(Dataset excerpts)
------------------------------------

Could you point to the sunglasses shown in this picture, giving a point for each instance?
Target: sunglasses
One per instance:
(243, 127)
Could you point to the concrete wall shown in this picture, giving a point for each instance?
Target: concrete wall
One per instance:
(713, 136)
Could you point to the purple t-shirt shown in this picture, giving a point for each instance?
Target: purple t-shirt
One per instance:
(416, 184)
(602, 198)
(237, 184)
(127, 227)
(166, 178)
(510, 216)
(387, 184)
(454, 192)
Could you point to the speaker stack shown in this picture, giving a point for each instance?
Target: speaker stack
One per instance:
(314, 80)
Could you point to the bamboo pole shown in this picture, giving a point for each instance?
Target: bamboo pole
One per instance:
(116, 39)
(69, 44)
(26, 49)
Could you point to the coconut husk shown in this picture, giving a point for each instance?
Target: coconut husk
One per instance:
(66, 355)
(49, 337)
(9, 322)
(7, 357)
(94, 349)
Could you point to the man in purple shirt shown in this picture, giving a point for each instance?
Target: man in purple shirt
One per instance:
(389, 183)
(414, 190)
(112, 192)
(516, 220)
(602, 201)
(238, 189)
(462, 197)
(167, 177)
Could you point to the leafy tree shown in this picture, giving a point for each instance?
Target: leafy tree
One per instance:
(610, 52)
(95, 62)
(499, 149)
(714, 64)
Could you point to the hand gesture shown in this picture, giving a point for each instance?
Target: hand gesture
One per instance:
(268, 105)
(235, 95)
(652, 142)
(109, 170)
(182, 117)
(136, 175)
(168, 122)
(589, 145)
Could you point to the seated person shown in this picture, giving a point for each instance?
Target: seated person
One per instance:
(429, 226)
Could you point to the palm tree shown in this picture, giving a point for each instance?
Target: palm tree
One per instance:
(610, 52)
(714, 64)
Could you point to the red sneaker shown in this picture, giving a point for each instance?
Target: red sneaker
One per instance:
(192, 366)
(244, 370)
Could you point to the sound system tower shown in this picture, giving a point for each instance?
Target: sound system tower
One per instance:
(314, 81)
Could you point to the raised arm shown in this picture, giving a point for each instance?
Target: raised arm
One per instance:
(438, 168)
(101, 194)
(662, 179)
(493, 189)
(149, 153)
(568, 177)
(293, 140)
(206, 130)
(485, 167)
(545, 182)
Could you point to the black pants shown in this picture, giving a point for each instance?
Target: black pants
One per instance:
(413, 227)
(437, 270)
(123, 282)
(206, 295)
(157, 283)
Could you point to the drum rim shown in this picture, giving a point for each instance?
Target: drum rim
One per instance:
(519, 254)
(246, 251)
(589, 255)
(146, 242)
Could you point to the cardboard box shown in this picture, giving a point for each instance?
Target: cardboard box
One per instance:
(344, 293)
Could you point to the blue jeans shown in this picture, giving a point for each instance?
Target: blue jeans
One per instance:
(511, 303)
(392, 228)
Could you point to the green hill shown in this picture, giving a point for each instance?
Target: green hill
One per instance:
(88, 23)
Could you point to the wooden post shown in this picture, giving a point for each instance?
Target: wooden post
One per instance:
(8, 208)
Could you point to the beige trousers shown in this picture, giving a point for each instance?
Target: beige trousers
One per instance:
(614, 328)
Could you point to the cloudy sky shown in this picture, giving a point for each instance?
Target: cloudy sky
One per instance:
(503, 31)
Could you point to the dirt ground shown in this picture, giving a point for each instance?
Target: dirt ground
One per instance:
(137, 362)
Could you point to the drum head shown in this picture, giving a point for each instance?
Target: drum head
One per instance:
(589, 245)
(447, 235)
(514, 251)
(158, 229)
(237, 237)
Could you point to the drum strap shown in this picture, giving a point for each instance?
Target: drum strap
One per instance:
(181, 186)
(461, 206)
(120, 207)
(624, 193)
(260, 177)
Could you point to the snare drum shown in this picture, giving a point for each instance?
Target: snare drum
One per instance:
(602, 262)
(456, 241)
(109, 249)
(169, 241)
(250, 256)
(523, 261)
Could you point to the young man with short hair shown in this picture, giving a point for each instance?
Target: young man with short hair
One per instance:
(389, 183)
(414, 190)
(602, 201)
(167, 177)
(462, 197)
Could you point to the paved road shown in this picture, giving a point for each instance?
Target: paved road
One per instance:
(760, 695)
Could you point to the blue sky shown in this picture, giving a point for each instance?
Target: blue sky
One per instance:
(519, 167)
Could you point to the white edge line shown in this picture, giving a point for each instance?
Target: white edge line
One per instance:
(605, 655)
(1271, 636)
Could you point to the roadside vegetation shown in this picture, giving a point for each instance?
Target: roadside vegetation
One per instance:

------------------------------------

Aim of the exercise -> Copy every line above that includes the string "pants".

Solution for this problem ->
Could you point to the black pants shown in this picture, giving a point for each instance?
Target: black pants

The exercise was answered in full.